[Point-per-instance localization data]
*** Block opens ***

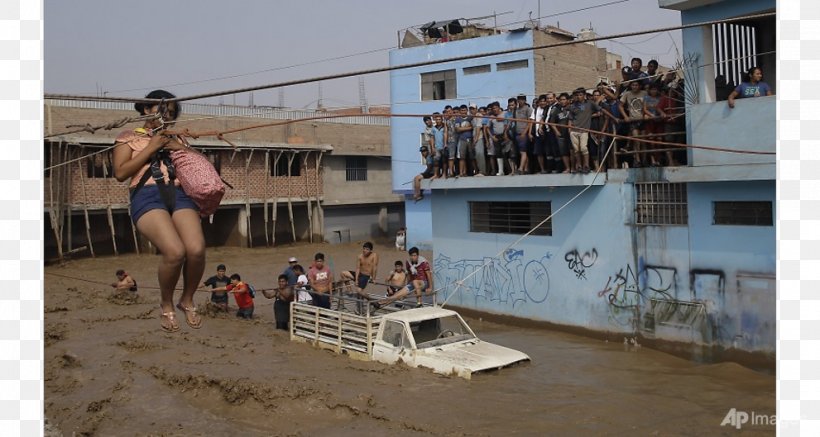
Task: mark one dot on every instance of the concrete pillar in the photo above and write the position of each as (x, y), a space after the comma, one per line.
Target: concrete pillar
(383, 220)
(242, 227)
(318, 223)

*** Block closes ***

PROBLEM STATEMENT — Every entry should come back exactly as written, only without images.

TASK SOLUTION —
Task: mark one dot on every instance of the concrete pillar in the photo above and write the position of each as (x, y), a space after the comma, one per line.
Target: concrete pillar
(383, 220)
(242, 227)
(318, 223)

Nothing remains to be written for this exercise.